◆ **Task requirements**: Convert every line of the records below into a Markdown table with the columns Row and Line, numbering each line in order and skipping blank lines.

◆ **Records excerpted from a collection**:
====

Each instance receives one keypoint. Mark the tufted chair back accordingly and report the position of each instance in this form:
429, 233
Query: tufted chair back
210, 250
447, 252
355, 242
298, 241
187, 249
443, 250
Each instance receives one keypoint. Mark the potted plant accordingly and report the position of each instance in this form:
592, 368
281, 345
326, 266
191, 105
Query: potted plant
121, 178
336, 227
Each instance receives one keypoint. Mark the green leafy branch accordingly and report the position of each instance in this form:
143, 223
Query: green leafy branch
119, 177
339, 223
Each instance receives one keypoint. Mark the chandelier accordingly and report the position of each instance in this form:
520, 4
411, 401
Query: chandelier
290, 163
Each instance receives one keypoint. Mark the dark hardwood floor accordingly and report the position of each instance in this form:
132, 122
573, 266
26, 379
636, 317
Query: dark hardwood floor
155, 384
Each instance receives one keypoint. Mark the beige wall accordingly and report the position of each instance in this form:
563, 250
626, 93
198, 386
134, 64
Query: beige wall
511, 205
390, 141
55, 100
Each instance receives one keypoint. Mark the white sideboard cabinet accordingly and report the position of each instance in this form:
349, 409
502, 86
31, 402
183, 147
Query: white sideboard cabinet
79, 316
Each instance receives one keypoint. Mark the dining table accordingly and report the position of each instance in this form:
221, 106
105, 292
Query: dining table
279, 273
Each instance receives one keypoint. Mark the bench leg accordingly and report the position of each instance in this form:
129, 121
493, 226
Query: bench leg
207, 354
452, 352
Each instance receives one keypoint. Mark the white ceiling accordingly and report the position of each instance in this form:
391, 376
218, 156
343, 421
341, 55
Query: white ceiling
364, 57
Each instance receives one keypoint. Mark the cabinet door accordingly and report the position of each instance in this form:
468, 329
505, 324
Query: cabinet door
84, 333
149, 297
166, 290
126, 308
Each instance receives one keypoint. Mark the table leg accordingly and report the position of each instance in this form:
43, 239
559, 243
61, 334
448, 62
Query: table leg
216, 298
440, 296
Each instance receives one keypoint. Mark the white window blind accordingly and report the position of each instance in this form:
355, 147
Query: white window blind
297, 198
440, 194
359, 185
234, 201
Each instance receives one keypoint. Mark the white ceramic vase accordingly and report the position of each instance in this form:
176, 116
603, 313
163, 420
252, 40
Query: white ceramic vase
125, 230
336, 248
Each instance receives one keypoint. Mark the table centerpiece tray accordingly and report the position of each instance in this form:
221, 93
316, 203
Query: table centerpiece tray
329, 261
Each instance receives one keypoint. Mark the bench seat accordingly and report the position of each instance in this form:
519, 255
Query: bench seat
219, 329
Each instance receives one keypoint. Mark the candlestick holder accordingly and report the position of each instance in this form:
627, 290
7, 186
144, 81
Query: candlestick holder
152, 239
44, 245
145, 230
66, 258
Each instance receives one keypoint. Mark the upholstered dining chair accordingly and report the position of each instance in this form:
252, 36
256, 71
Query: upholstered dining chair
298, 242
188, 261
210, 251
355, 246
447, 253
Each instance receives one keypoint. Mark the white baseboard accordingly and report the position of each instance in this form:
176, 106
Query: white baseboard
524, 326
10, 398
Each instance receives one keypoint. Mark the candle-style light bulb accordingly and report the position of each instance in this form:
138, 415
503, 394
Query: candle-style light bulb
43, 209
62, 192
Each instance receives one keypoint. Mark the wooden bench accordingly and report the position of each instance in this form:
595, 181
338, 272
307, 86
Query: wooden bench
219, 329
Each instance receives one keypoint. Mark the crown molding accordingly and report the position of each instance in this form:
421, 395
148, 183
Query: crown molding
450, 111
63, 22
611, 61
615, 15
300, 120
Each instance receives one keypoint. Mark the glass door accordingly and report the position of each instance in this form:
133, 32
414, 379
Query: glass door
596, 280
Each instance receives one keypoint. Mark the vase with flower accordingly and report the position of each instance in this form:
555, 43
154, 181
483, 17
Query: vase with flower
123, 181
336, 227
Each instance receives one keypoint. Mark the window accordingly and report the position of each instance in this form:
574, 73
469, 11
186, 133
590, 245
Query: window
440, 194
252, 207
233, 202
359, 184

====

◆ **Answer in full**:
| Row | Line |
|---|---|
| 1 | Each instance receives one keypoint. Mark the tufted chair back accordingly and report the position of each instance in this form: |
| 2 | 429, 233 |
| 3 | Query: tufted chair back |
| 4 | 210, 250 |
| 5 | 447, 252 |
| 6 | 355, 242 |
| 7 | 298, 241 |
| 8 | 187, 249 |
| 9 | 443, 250 |
| 10 | Each instance receives one keypoint. Mark the potted plant accordingly and report the position of each instance in this form: |
| 11 | 592, 368 |
| 12 | 281, 345 |
| 13 | 326, 266 |
| 14 | 191, 105 |
| 15 | Query: potted plant |
| 16 | 121, 178 |
| 17 | 336, 227 |
| 18 | Each instance receives one keypoint. Mark the green leafy branch accordingly and report the position of each instance in this form: |
| 19 | 143, 223 |
| 20 | Query: green leafy branch |
| 21 | 119, 177 |
| 22 | 339, 223 |
| 23 | Each instance receives one keypoint. Mark the chandelier accordingly and report the position of each instance in this form: |
| 24 | 520, 4 |
| 25 | 411, 401 |
| 26 | Query: chandelier |
| 27 | 290, 163 |
| 28 | Each instance receives one keypoint. Mark the dark hardwood floor accordingly and report the position of each instance in this form: |
| 29 | 132, 122 |
| 30 | 573, 266 |
| 31 | 26, 379 |
| 32 | 636, 317 |
| 33 | Query: dark hardwood floor |
| 34 | 155, 384 |
| 35 | Each instance receives one keypoint. Mark the beige wall accordingly and report the position of each instance in this form: |
| 36 | 563, 250 |
| 37 | 626, 93 |
| 38 | 198, 386 |
| 39 | 134, 64 |
| 40 | Query: beige wall |
| 41 | 511, 205 |
| 42 | 390, 141 |
| 43 | 55, 100 |
| 44 | Each instance receives one keypoint. Mark the white sideboard cabinet accordingly and report the position of each instance in this form: |
| 45 | 349, 409 |
| 46 | 502, 86 |
| 47 | 31, 402 |
| 48 | 183, 147 |
| 49 | Query: white sideboard cabinet |
| 50 | 79, 316 |
| 51 | Each instance receives one keypoint. Mark the dining table accordingly and report the position of each instance in this form: |
| 52 | 221, 106 |
| 53 | 105, 292 |
| 54 | Query: dining table |
| 55 | 279, 273 |
| 56 | Each instance receives one keypoint. Mark the bench leg accordingly and report the position of each instance in this form: |
| 57 | 129, 121 |
| 58 | 493, 226 |
| 59 | Query: bench leg |
| 60 | 207, 354 |
| 61 | 452, 352 |
| 62 | Each instance receives one keypoint. Mark the white ceiling accordingly and report the position of each instance in this form: |
| 63 | 391, 376 |
| 64 | 218, 156 |
| 65 | 343, 421 |
| 66 | 341, 55 |
| 67 | Query: white ceiling |
| 68 | 364, 57 |
| 69 | Each instance receives one keypoint. Mark the cabinet door accordingly and report the position of each instance in this form: |
| 70 | 468, 329 |
| 71 | 505, 324 |
| 72 | Query: cabinet door |
| 73 | 84, 333 |
| 74 | 149, 297 |
| 75 | 166, 290 |
| 76 | 126, 308 |
| 77 | Each instance receives one keypoint. Mark the table leg accordingly and report the position of each instance in this form: |
| 78 | 43, 239 |
| 79 | 559, 243 |
| 80 | 61, 334 |
| 81 | 448, 62 |
| 82 | Query: table leg |
| 83 | 216, 298 |
| 84 | 440, 296 |
| 85 | Each instance receives one keypoint. Mark the white window blind accordingly and report the position of each instance in this form: |
| 86 | 355, 147 |
| 87 | Query: white window blind |
| 88 | 297, 198 |
| 89 | 440, 194 |
| 90 | 359, 185 |
| 91 | 234, 201 |
| 92 | Each instance receives one keypoint. Mark the white ceramic vase accordingly and report the position of each instance in this form: |
| 93 | 176, 116 |
| 94 | 603, 313 |
| 95 | 163, 420 |
| 96 | 252, 40 |
| 97 | Query: white ceramic vase |
| 98 | 125, 230 |
| 99 | 336, 248 |
| 100 | Each instance receives one keypoint. Mark the table centerpiece tray accordingly and report the position of each instance in this form: |
| 101 | 221, 93 |
| 102 | 316, 203 |
| 103 | Query: table centerpiece tray |
| 104 | 329, 261 |
| 105 | Each instance receives one keypoint. Mark the bench seat accordingly and report the position of each instance in this form: |
| 106 | 519, 255 |
| 107 | Query: bench seat |
| 108 | 219, 329 |
| 109 | Each instance receives one keypoint. Mark the candlestick holder accordingly and report the position of each instance in this form: |
| 110 | 627, 290 |
| 111 | 7, 186 |
| 112 | 144, 81 |
| 113 | Query: candlestick holder |
| 114 | 152, 239 |
| 115 | 44, 245 |
| 116 | 145, 230 |
| 117 | 66, 258 |
| 118 | Each instance receives one keypoint. Mark the upholstered dining chair accordingly and report the position of each instance in this form: |
| 119 | 252, 36 |
| 120 | 256, 71 |
| 121 | Query: upholstered dining chair |
| 122 | 298, 242 |
| 123 | 188, 261 |
| 124 | 210, 251 |
| 125 | 355, 246 |
| 126 | 447, 253 |
| 127 | Each instance receives one keypoint. Mark the white baseboard accordingly and report the position of each instance in this form: |
| 128 | 176, 106 |
| 129 | Query: white baseboard |
| 130 | 524, 326 |
| 131 | 10, 398 |
| 132 | Each instance receives one keypoint. Mark the candle-style light bulb accordingly and report the position of each instance in this form: |
| 133 | 138, 415 |
| 134 | 503, 394 |
| 135 | Query: candle-style light bulb |
| 136 | 43, 209 |
| 137 | 62, 192 |
| 138 | Each instance receives one keypoint. Mark the wooden bench accordingly and report the position of each instance in this form: |
| 139 | 595, 181 |
| 140 | 338, 272 |
| 141 | 307, 86 |
| 142 | Query: wooden bench |
| 143 | 219, 329 |
| 144 | Each instance receives one keypoint. Mark the crown molding accordingly and report the position of each instance in this form: |
| 145 | 421, 395 |
| 146 | 148, 183 |
| 147 | Query: crown molding |
| 148 | 450, 111 |
| 149 | 63, 22 |
| 150 | 611, 61 |
| 151 | 615, 15 |
| 152 | 300, 120 |
| 153 | Each instance receives one keypoint. Mark the glass door accordingly and report the position of each instance in this form: |
| 154 | 133, 32 |
| 155 | 414, 379 |
| 156 | Query: glass door |
| 157 | 596, 280 |
| 158 | Each instance receives one keypoint. Mark the vase with flower accordingly and report the position of each instance in this form: |
| 159 | 555, 43 |
| 160 | 154, 181 |
| 161 | 483, 17 |
| 162 | Query: vase with flower |
| 163 | 123, 181 |
| 164 | 336, 227 |
| 165 | Each instance receives one keypoint. Mark the window accordingly and report the position of each instance in this form: |
| 166 | 574, 73 |
| 167 | 469, 11 |
| 168 | 186, 133 |
| 169 | 590, 245 |
| 170 | Query: window |
| 171 | 440, 194 |
| 172 | 252, 207 |
| 173 | 233, 202 |
| 174 | 359, 184 |